# About this exercise
Some lines in the material below hold the word "marker". Copy all of them.

══════════════════════════════

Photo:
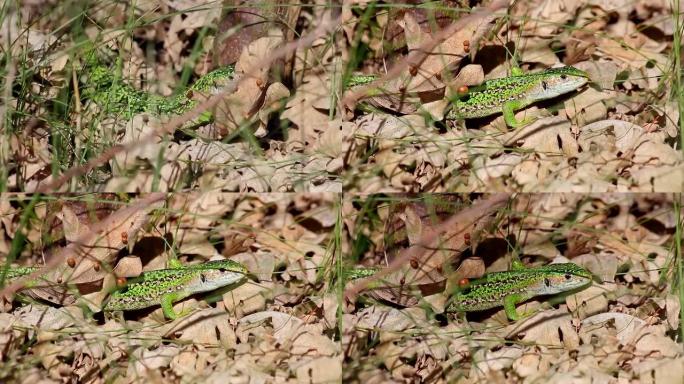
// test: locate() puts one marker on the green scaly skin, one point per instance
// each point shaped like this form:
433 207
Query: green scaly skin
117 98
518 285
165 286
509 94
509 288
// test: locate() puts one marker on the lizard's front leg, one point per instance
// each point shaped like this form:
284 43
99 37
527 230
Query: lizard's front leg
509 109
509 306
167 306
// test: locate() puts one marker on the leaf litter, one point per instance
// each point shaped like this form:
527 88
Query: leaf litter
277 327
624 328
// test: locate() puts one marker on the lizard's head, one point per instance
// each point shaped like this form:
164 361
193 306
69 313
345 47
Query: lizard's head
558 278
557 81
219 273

══════════════════════════════

# Task solution
// test: locate() puts one marker on the green scaly skin, one point per instance
// test: locate() puts one marker on the lizard's front leg, one point per instance
// test: locate() puts one marker on the leaf litter, one point per instance
// test: locate() puts one marker on the lizard's head, one point per instance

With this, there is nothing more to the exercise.